--- Information given ---
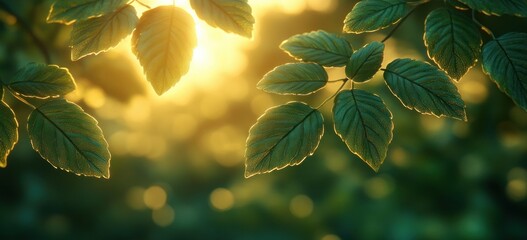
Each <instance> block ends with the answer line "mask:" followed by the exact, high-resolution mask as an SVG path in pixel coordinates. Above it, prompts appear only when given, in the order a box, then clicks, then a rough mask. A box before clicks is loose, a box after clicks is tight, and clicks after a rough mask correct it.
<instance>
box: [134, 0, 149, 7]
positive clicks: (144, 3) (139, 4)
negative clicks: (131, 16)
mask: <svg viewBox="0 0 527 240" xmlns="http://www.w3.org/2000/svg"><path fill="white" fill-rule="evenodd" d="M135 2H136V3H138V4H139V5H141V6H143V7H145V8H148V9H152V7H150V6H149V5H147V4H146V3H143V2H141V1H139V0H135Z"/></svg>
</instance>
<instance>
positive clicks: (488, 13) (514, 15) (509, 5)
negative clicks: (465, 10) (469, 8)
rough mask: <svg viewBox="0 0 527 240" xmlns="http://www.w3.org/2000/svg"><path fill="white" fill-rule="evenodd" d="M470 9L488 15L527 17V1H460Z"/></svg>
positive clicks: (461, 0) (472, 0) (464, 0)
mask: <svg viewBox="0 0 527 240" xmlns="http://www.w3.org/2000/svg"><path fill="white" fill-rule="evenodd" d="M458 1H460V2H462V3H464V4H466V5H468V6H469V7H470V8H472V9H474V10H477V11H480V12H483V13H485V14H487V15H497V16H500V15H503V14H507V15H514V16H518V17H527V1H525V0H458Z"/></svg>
---
A complete answer gives every line of the records holding "instance".

* **Finished task**
Each <instance> block ends with the answer line "mask:" followed by the exact, high-resolution mask as an SVG path in pixel coordinates. Above it, prompts appear only when given, in the order a box, then clicks, then a rough mask. A box before clicks is loose, a box after clicks is tight, and clicks after a rough mask correct it.
<instance>
</instance>
<instance>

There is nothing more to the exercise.